Railway station in Mississauga, Ontario, Canada

Pearson Airport (also referred to as Pearson) is a railway station located at Terminal 1 at Toronto Pearson International Airport in Mississauga, Ontario, Canada. It is the western terminus of the Union Pearson Express. It is also served by the airport people mover system, Terminal Link, which refers to the station as Terminal 1, and serves as its southern terminus.

==Overview==
The station consists of two connected island platforms serving four tracks. The innermost pair of tracks terminates halfway along the station and serves the Union Pearson Express on the northern platform, while the outermost pair of tracks runs the full length of the station and serves the Terminal Link on the southern platform. Both platforms are climate controlled and access to trains is via platform screen doors.

> [Given information]

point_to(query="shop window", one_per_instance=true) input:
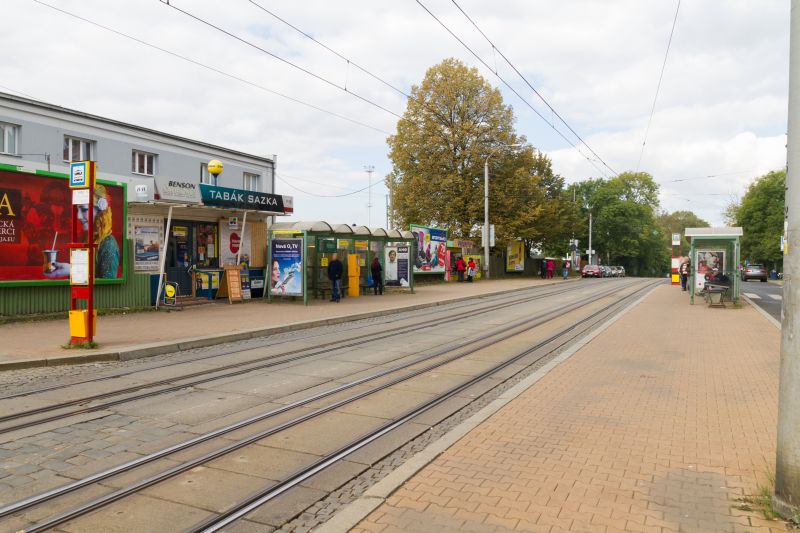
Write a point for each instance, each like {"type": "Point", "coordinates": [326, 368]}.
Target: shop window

> [Exercise objective] Please translate this sentence from the Pearson Airport station text into Spanish: "Both platforms are climate controlled and access to trains is via platform screen doors."

> [Response below] Ambos andenes están climatizados y el acceso a los trenes se realiza a través de puertas de andén.